> **AIM OF THE TASK**
How many lines within the records include the word "beach"? Only that number should be given.

> **DATA IN THIS EXERCISE**
★ ★ ★ ★ ★

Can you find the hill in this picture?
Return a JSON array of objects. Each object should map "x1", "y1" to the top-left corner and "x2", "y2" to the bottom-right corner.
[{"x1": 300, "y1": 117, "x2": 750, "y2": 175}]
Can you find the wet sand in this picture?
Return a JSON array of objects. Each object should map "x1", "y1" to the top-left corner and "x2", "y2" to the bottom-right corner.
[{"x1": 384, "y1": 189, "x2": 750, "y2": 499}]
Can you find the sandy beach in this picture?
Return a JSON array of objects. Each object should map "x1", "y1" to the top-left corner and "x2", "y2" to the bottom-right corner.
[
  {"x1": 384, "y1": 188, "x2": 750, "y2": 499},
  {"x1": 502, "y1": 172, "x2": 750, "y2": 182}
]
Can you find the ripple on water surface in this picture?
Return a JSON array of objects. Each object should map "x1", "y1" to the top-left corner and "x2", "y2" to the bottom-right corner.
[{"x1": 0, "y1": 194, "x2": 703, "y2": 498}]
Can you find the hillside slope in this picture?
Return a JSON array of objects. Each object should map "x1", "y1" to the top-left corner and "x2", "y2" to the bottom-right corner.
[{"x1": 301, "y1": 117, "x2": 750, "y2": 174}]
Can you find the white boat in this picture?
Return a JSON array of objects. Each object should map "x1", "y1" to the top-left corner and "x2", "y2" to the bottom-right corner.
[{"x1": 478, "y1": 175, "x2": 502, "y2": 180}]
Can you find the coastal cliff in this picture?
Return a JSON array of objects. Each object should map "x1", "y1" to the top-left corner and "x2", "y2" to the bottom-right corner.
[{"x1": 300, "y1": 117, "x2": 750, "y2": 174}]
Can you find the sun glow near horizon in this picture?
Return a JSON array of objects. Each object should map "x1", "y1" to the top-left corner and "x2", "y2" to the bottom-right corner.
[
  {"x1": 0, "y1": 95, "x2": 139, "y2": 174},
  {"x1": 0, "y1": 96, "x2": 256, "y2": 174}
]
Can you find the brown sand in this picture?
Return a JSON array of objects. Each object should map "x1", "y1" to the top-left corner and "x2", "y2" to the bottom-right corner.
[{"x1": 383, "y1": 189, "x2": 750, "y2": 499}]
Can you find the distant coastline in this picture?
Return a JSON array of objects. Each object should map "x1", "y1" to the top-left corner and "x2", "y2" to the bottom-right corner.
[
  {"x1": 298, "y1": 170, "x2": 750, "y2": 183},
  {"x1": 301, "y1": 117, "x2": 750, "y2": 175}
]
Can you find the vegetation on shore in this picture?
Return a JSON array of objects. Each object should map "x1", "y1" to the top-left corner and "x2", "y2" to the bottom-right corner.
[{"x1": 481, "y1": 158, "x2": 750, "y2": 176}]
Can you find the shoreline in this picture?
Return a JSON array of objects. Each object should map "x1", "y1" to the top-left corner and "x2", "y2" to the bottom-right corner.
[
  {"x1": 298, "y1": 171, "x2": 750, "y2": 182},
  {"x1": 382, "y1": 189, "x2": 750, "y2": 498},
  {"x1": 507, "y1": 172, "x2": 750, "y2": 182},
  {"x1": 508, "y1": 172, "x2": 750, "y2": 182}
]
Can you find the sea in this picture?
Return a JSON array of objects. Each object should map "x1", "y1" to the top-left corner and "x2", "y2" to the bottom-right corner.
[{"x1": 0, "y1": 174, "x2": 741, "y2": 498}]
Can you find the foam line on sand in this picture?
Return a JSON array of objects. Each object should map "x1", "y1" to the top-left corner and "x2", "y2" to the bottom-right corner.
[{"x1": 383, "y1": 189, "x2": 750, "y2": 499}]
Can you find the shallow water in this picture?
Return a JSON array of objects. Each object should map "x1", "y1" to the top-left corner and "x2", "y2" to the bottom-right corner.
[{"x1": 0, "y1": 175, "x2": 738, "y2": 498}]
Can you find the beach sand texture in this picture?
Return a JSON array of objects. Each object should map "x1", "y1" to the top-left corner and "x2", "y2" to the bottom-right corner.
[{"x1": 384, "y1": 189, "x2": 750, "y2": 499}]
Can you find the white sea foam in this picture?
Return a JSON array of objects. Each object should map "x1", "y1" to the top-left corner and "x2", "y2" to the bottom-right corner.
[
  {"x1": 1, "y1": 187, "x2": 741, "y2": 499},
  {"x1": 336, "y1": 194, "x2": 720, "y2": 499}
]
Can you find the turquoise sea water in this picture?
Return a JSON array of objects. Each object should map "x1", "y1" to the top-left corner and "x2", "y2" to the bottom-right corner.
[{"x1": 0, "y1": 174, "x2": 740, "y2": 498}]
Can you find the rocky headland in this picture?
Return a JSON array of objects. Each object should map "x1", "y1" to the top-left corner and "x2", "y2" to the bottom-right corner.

★ ★ ★ ★ ★

> **RESULT OF THE TASK**
2